Photo-based referring expression data
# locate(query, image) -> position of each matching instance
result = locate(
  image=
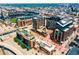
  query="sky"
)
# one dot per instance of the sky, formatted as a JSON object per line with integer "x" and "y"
{"x": 39, "y": 1}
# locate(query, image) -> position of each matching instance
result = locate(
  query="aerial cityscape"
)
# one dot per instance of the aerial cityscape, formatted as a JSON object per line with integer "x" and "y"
{"x": 39, "y": 29}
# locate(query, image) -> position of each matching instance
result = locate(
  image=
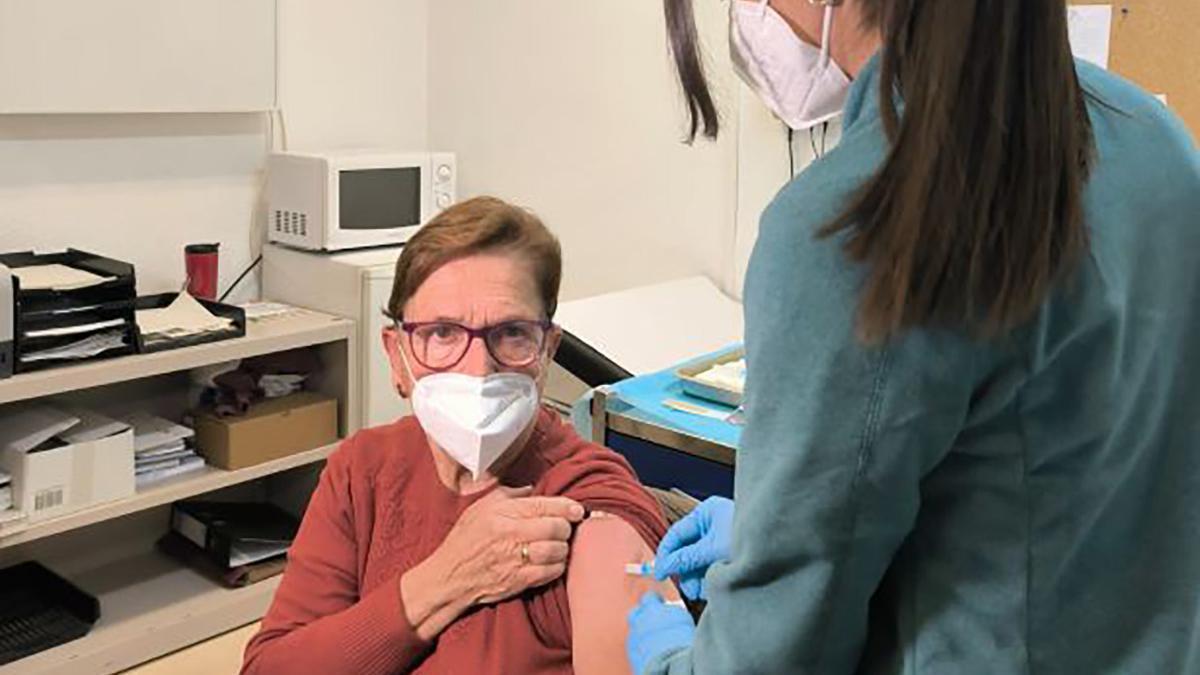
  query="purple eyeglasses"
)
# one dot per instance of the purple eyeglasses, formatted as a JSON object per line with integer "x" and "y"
{"x": 442, "y": 345}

## TASK STATEMENT
Skip the pictures and transcribe the rest of the records exactly.

## SOLUTION TO THIS TASK
# locate(query, image) -> position of each matching instance
result = locate(
  image=
  query="sky"
)
# one dot per instance of the sky, formatted as a JSON object per line with integer "x" and "y"
{"x": 39, "y": 1}
# locate(query, image) -> position of each matching instance
result = locate(
  query="aerial cityscape"
)
# one dot per instance of the aerial cityscape, formatted as a JSON object per line with integer "x" and "y"
{"x": 39, "y": 29}
# locate(query, image) -> position of each matching instance
result = locate(
  image=
  query="purple eyeglasses"
)
# one dot per instance of the purple eyeglasses, formatted as a JSON object per line with integer "x" and "y"
{"x": 442, "y": 345}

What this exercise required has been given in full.